◆ **과제 안내**:
아래 기록에서 "tree"라는 단어가 들어 있는 줄을 빠짐없이 추출하세요.

◆ **데이터 발췌**:
★ ★ ★
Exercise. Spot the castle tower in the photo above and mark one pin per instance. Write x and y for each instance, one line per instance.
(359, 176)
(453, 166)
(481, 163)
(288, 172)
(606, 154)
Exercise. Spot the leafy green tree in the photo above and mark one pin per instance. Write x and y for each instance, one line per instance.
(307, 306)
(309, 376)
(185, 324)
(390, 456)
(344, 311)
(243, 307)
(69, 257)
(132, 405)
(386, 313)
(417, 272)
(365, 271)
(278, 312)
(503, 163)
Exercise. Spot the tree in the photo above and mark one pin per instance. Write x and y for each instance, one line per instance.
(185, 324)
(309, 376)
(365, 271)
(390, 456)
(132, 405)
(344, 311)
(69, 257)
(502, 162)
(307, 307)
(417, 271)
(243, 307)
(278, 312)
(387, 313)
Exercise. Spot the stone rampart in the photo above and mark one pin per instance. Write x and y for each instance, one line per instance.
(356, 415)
★ ★ ★
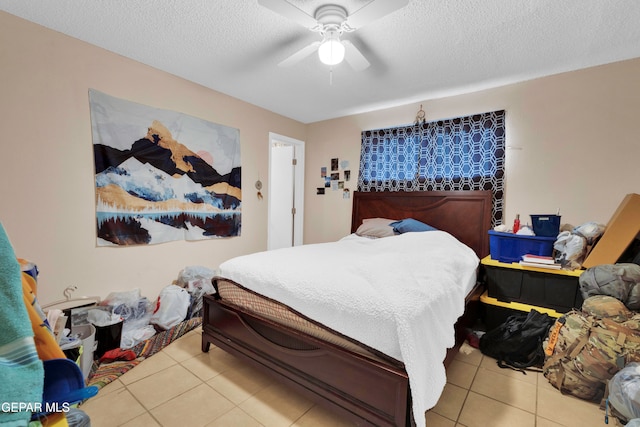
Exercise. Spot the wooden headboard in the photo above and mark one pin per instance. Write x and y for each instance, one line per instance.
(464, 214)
★ ★ ★
◆ **기대 결과**:
Exercise. Spot the leafy green tree in the photo above and mark one pin per instance. Write x and y for each instance, one line per instance.
Exercise. Spot the tree in the photo above and mark one pin per instance. Write x and y for each instance, one line per instance.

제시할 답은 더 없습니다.